• **Assigned task A**:
Please list every kind of plant that the essay on tree ordinances says the proposed ordinance includes in its definition of trees.
• **Assigned task B**:
Quote the essay on tree ordinances from the words "Currently, the view" through the words "California its character.".

• **Source passage**:
Trees and the darker sideof a community's character
by Robert T. Nanninga
few years ago the City of Del Mar garnered considerable news coverage after it put in place protection for trees with a carefully worded addition to the municipal code. The purpose of the new policy was to encourage conservation of trees and the application of management techniques to create a healthy urban forest. Of special significance, and noted as such, were Torrey Pines, Monterey cypress, and all species of trees located within the Central Commercial zone and the environmentally sensitive overlay zone.
As expected, the well-meaning effort soon had neighbors fighting each other, residents fighting City Hall, and people on both sides of the fence fearing fines and litigation. The trees, some endangered species, became little more than pawns in the unfolding drama of NIMBY neighbors and the assumed right of an unobstructed view. More recently, Carlsbad has had its own flirtation with arbitrary tree policy, in response to negative publicity.
Joining the civic circus revolving around the call for view ordinances and forced tree removals is the City Of Encinitas. Having reached the midpoint of its Community Character Implementation process, with the release of the first draft of the Implementation program, residents are now commenting on the work of City Council's Community Character subcommittee. As a resident of Encinitas, and a dedicated environmentalist, I was naturally drawn to the section entitled View Obstruction from Trees.
Expecting the worse, I was not surprised to find an ordinance, if left unchanged from the draft form, that defines most trees as a public nuisance waiting to happen. Little more than a check list for neighborhood warfare, the ordinance has a potential to lock neighbors into a series of legal challenges over view rights and undesirable landscaping. The only clear winner resulting from the adoption of the Community Character view ordinance would be lawyers, and lawyers that play at arbitration.
My initial response to the contradictory and arbitrary policy is as follows.
First, and foremost, the people of Encinitas should question any ordinance that excludes the governing body that created it. In this case, the proposed view ordinance exempts trees located on City of Encinitas owned property. Second, the fact the nature of the ordinance requires the city to include languaging clearly stating the city is in no way liable for the results of the ordinance should cause concern to homeowners and civil libertarians.
With all due respects to the town of Tiburon, Encinitas is not Tiburon, and any view and/or tree ordinance should come from the residents of Encinitas, not verbatim from the Tiburon Municipal code. Considering many hours of staff time, public input, and council attention, one can only question the critical thinking skills of those involved when all the have to show for their efforts is the work of another city. Is it just me, or does anyone else see the irony in a community character process that merely adopts the character of another community?
Currently, the view ordinance defines any tree capable of reaching a height of over 35 feet at maturity as undesirable. It also provides a self-defeating loophole by defining Torrey pines, oaks, and eucalyptus (among others) as Protected Trees under the category of Heritage or Cultural significance. Completely ignoring the character of native species, there is no mention of biology, ecology, or environmental considerations. Also, the view ordinance fails to protect native species. As written, the current ordinance would discourage the planting of species that historically have given Southern California its character.
There is only one indigenous species of tree less than 35 feet at maturity, and even Toyon are subject to the ordinance as trees have been define by the proposed ordinance as: Any plant with the potential to obstruct views, including but not limited to trees, shrubs, hedges, grasses (bamboo and palms), and bushes. The phase but not limited to means that any landscaping can be the target of any NIMBY neighbor with an ax to grind.
Another glaring shortcoming of this divisive ordinance is no mention of how the construction of new buildings figures into the purposed view ordinance. In other words, someone can build in such a way as to obstruct a neighbors view, but is prohibited from planting a tree to block their own.
I suggest the Encinitas City Council remove the view ordinance from the Community Character Implementation Program until a comprehensive can be researched in full, and adopted at a later date.
Robert Nanninga is a free-lance writer, producer and environmental journalist. A native of Vista living in Leucadia, he Chairs San Diego ZPG, as well as representing coastal North County on the Green County Council.

• **Extracted records**:

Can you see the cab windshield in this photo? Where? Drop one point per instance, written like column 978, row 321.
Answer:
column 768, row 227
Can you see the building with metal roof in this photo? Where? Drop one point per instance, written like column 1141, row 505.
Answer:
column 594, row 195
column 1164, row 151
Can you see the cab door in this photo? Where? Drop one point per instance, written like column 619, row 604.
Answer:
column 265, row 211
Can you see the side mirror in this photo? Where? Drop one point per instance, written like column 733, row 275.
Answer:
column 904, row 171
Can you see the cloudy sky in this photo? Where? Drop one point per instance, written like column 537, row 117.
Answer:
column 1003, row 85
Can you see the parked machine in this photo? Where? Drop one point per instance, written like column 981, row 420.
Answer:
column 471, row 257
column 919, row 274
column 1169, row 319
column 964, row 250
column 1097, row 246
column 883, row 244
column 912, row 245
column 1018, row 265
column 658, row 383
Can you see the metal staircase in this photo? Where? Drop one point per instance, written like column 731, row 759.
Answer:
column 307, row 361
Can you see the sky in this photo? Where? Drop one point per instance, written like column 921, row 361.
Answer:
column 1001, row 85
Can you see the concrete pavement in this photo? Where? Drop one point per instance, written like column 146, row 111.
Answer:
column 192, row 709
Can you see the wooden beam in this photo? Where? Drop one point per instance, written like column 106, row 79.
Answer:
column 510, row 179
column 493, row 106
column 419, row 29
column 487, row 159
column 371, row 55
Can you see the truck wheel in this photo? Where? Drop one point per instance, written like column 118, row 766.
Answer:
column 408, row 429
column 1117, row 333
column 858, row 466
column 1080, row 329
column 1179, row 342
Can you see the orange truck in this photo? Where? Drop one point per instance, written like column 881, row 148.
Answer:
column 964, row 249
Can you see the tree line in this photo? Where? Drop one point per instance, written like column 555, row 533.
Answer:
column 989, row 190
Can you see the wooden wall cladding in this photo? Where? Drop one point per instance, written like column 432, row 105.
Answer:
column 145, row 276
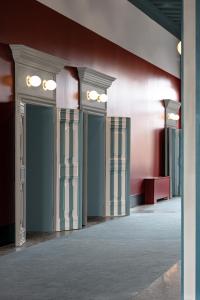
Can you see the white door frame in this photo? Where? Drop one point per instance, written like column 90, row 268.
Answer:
column 29, row 62
column 20, row 203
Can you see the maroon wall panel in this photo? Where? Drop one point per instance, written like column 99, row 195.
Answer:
column 137, row 92
column 7, row 145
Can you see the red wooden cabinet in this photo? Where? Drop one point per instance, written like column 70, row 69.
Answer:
column 156, row 188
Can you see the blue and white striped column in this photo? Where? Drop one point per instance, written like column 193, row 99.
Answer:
column 70, row 170
column 191, row 150
column 117, row 166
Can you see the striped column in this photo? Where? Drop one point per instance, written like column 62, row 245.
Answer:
column 117, row 166
column 70, row 206
column 191, row 150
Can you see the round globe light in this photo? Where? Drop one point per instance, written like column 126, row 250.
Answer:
column 174, row 117
column 34, row 81
column 179, row 47
column 103, row 98
column 92, row 95
column 49, row 85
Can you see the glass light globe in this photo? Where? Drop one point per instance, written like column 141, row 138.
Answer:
column 174, row 117
column 92, row 95
column 34, row 81
column 49, row 85
column 179, row 47
column 103, row 98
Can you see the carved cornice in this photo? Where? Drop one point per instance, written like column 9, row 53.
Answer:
column 172, row 105
column 96, row 78
column 37, row 59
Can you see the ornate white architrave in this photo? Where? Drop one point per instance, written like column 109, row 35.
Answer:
column 172, row 145
column 171, row 106
column 90, row 80
column 29, row 61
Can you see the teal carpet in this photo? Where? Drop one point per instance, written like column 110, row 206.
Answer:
column 108, row 261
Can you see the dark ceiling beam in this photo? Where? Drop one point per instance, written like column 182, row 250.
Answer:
column 156, row 14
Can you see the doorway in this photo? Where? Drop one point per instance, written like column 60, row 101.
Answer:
column 39, row 151
column 94, row 168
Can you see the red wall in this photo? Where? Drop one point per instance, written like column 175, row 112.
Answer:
column 7, row 145
column 137, row 92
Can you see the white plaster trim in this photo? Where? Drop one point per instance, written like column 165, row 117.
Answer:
column 37, row 59
column 189, row 116
column 27, row 59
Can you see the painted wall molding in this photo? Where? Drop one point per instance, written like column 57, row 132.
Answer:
column 93, row 80
column 31, row 62
column 34, row 58
column 173, row 107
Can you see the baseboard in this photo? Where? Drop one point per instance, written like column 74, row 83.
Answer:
column 7, row 234
column 136, row 200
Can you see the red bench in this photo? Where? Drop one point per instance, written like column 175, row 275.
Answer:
column 156, row 188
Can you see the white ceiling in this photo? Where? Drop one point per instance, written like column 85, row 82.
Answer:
column 125, row 25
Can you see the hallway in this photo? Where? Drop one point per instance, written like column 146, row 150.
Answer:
column 115, row 260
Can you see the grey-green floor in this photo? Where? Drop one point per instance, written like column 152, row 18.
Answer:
column 115, row 260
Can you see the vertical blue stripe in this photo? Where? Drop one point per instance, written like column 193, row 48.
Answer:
column 71, row 155
column 120, row 132
column 197, row 149
column 128, row 145
column 62, row 168
column 80, row 168
column 112, row 147
column 181, row 159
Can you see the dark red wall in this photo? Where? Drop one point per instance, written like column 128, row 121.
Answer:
column 6, row 146
column 136, row 93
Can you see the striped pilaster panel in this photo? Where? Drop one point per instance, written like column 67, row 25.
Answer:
column 70, row 170
column 173, row 160
column 117, row 166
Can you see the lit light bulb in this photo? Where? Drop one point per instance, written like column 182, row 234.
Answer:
column 179, row 47
column 49, row 85
column 103, row 98
column 34, row 81
column 92, row 95
column 174, row 117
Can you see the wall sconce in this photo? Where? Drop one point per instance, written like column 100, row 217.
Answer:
column 49, row 85
column 34, row 81
column 94, row 96
column 172, row 116
column 179, row 47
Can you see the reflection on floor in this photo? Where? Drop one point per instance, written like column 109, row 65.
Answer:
column 167, row 287
column 34, row 238
column 114, row 260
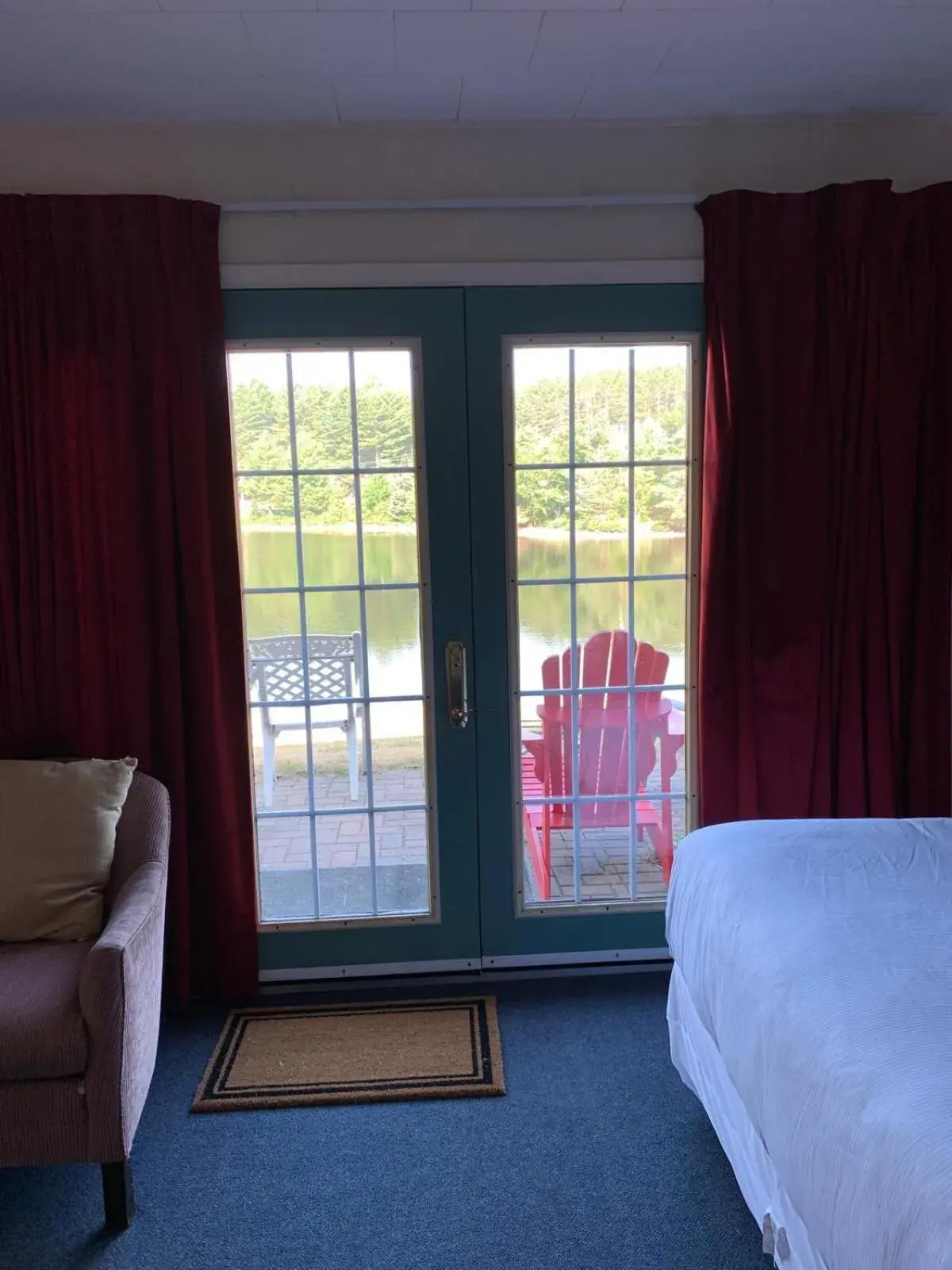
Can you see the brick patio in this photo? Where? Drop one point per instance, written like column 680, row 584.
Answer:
column 343, row 846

• **Final answer A**:
trees, shrubs, hedges, grasses (bamboo and palms), bushes

• **Final answer B**:
Currently, the view ordinance defines any tree capable of reaching a height of over 35 feet at maturity as undesirable. It also provides a self-defeating loophole by defining Torrey pines, oaks, and eucalyptus (among others) as Protected Trees under the category of Heritage or Cultural significance. Completely ignoring the character of native species, there is no mention of biology, ecology, or environmental considerations. Also, the view ordinance fails to protect native species. As written, the current ordinance would discourage the planting of species that historically have given Southern California its character.